In the past few years, development of HG2 has apparently progressed to a stage where most of the kinks were ironed out. The latest HG2 appears to be quite stable, and in my experience most GUI/graphics utilities run as-is, without any need for tweaking. This is good news, which leads me to think that HG2 will be released soon. It is possible that this could happen as early as the upcoming release (R2013b, 8.2) but I have a gut feeling that it will be in R2014a. I also have a gut feeling that MathWorks will name that release 9.0 rather than 8.3, in keeping with its arch-rival Mathematica.

HG2 has improved grid lines, plot anti-aliasing and customizable everything (more on this below). Here’s a simple plot line as it appears in both HG1 and HG2:

hFig = figure('pos',[100,100,300,250]);
x = -10:0.1:10;
y = 1e7*sin(x)./x; 
hLine = plot(x,y);
box off; grid on;
title('HG2 plot');

Same plot in HG1 and HG2

We can see that MathWorks has invested heavily in improving usability. The graphics are now much more visually appealing than before. A lot of thought has gone into small details such as the plot colors and the axes gray shades. The changes are small when taken separately, but the overall gestalt is striking. HG2 will definitely justify my license maintenance cost.

(Records pointing to named objects)
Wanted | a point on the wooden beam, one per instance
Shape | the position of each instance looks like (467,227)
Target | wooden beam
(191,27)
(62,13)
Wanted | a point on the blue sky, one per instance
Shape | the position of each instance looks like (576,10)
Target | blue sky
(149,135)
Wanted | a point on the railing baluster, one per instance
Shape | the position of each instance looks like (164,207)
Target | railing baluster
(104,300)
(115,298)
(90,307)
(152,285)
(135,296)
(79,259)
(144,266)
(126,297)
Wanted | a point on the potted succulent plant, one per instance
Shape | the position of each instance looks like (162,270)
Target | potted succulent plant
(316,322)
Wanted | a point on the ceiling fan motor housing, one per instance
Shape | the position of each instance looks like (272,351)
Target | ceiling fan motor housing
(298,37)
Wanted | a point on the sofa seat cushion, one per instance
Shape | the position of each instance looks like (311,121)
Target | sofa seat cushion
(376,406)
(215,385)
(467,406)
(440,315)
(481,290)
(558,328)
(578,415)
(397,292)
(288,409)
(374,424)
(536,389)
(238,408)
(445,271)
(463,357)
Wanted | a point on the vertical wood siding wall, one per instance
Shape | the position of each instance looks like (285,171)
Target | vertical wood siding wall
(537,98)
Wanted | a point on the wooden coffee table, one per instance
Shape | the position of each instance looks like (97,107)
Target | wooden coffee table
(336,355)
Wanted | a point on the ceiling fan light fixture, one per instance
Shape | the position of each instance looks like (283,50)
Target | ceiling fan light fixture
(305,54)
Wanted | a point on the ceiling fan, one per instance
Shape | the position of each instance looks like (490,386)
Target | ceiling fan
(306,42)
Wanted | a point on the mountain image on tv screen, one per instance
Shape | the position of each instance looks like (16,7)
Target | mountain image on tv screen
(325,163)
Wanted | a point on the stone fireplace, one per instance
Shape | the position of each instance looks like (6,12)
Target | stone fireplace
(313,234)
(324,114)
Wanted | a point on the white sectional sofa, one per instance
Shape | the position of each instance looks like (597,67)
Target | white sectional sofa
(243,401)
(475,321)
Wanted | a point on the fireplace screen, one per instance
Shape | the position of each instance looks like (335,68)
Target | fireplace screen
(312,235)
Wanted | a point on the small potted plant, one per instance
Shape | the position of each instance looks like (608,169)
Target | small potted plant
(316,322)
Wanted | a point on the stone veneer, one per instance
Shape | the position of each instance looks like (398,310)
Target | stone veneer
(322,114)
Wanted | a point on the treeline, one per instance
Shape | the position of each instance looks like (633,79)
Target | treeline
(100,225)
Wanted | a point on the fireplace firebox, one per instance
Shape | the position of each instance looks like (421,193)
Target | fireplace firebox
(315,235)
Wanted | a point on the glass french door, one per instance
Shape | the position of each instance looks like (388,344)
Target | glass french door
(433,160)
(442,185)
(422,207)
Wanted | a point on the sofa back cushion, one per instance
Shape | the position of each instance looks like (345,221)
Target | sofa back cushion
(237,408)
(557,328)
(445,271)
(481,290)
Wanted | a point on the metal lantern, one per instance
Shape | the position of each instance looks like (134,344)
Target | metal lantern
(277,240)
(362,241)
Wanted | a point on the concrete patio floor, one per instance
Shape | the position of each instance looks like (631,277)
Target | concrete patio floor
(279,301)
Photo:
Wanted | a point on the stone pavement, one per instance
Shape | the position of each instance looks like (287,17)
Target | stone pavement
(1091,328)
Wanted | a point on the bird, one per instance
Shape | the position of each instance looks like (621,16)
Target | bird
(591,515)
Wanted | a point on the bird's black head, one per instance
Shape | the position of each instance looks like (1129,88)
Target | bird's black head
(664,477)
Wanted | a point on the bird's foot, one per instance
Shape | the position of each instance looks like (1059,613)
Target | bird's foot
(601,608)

Written instruction 1
Reproduce, word for word, the part of the HG2 passage that opens with the words containing "In the past" and closes with "its arch-rival Mathematica.".
Written instruction 2
Does the HG2 passage support each statement? Answer yes or no and quote the words that decide it. (a) The author considers it possible that HG2 could be released as soon as R2013b. (b) The author reports that most GUI and graphics utilities need tweaking to work under the latest HG2. (c) The author expects MathWorks to call the release 8.3.
Written instruction 3
Extend the HG2 passage past its final sentence.
The material has no role in this work.

Final answer 1
In the past few years, development of HG2 has apparently progressed to a stage where most of the kinks were ironed out. The latest HG2 appears to be quite stable, and in my experience most GUI/graphics utilities run as-is, without any need for tweaking. This is good news, which leads me to think that HG2 will be released soon. It is possible that this could happen as early as the upcoming release (R2013b, 8.2) but I have a gut feeling that it will be in R2014a. I also have a gut feeling that MathWorks will name that release 9.0 rather than 8.3, in keeping with its arch-rival Mathematica.

Final answer 2
(a) Yes: "It is possible that this could happen as early as the upcoming release (R2013b, 8.2)"
(b) No: "most GUI/graphics utilities run as-is, without any need for tweaking"
(c) No: "I also have a gut feeling that MathWorks will name that release 9.0 rather than 8.3"

Final answer 3
Highly customizable

Matlab in HG2 mode acts and behaves pretty much as you would expect. There are no visible changes to the Desktop or the graphics interface. The major difference is that all graphics handles, whether interactive controls (figure, uicontrols, uitables, etc.) or graph elements (axes, lines, patches, etc.) are instances of class objects (e.g., matlab.ui.Figure or matlab.graphics.chart.primitive.Line) rather than numeric values. This makes it easy to issue commands such as:

hFig.Color = 'w';
 
hAxes = gca;
hAxes.Title.Color = 'm';  % default: [0,0,0] = black
hAxes.YRuler.SecondaryLabel.String = 'millions';  % original: 'x10^{6}'
hAxes.YRuler.SecondaryLabel.FontAngle = 'italic';  % default: 'normal'
hAxes.YRuler.Axle.LineStyle = 'dotted';  % default: 'solid'
hAxes.YRuler.Axle.ColorData = uint8([0,100,0,255])';  %=dark green; default: [51 51 51 255], corresponding to [0.2 0.2 0.2 1]
hAxes.YBaseline.Color = 'b';  % default: [0.2 0.2 0.2]
hAxes.YBaseline.Visible = 'on';  % default: 'off'
hAxes.XRuler.Axle.Visible = 'off';  % default: 'on'
 
hLine.Color = [1,0,0];  %='red'

rather than using the corresponding set(…) or get(…) functions, which are still supported for backward compatibility.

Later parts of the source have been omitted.